__ЧТО НУЖНО СДЕЛАТЬ__:
a) Что, согласно фрагменту, М.Г. и его товарищи не засчитывали себе за смелость?
b) Отредактируйте часть фрагмента, начиная с «Г.П.: Не оттого» и заканчивая «в своей среде.»: замените «мейнстрима» на «официоза».

__ФРАГМЕНТ__:
Я не утверждаю, что такое типично. Но для советской молодой среды моего поколения это было господствующим настроением.

Г.П.: Не оттого ли, что склад вашего мышления уже был проникнут конформизмом?

М.Г.: Нет. Более того, наше языковое сознание оппонировало однозначности мейнстрима, куда вписались уже столь многие. Мы позволяли такое, чего человек постарше себе бы уже не позволил. Защищать товарищей публично стало опасным, но мы так поступали и не засчитывали себе этого за смелость. Советская априористика увязывалась со свойствами нашего поколения. С его образованностью, с большей свободой выражения себя в слове, с потребностью все взвесить, поставить на место и сообразовать. С несклонностью к функционерским навыкам в своей среде.

Изначально вписанные в ортодоксию единого хода человеческой истории, в этих рамках мы обладали тайной свободой и сами определяли отношение друг к другу.

__СТРОКИ НАБОРА ДАННЫХ__:
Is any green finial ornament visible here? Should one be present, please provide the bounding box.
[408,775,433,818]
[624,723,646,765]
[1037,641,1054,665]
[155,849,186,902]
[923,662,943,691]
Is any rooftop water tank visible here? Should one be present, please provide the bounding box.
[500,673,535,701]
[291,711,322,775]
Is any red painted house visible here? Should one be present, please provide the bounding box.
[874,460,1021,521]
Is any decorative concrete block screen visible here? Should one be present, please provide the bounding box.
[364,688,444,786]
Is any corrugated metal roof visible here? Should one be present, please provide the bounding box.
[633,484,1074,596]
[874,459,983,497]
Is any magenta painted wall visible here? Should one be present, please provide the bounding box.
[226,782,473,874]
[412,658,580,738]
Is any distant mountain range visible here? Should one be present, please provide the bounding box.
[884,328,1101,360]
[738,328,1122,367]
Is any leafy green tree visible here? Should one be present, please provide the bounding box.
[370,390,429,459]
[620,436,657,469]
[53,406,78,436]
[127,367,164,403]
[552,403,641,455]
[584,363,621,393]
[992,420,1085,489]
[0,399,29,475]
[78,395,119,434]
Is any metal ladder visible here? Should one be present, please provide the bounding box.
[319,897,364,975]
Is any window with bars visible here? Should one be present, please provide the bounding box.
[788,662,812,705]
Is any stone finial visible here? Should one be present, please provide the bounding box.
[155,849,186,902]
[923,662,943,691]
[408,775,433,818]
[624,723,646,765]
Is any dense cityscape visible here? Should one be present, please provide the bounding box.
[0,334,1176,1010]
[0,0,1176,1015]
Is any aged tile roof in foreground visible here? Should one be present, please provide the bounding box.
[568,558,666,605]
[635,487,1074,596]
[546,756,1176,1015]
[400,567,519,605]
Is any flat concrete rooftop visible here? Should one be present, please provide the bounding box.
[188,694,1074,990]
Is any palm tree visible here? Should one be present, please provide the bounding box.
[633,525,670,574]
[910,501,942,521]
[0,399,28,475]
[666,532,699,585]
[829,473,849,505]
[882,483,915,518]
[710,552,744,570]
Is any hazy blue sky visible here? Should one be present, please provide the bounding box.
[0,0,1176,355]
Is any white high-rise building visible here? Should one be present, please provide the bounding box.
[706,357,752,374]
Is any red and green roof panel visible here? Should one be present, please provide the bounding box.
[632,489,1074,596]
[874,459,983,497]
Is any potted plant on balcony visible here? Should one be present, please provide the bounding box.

__РЕЗУЛЬТАТЫ ЗАДАНИЙ__:
a) То, что они публично защищали товарищей, хотя это стало опасным.

b)
Г.П.: Не оттого ли, что склад вашего мышления уже был проникнут конформизмом?

М.Г.: Нет. Более того, наше языковое сознание оппонировало однозначности официоза, куда вписались уже столь многие. Мы позволяли такое, чего человек постарше себе бы уже не позволил. Защищать товарищей публично стало опасным, но мы так поступали и не засчитывали себе этого за смелость. Советская априористика увязывалась со свойствами нашего поколения. С его образованностью, с большей свободой выражения себя в слове, с потребностью все взвесить, поставить на место и сообразовать. С несклонностью к функционерским навыкам в своей среде.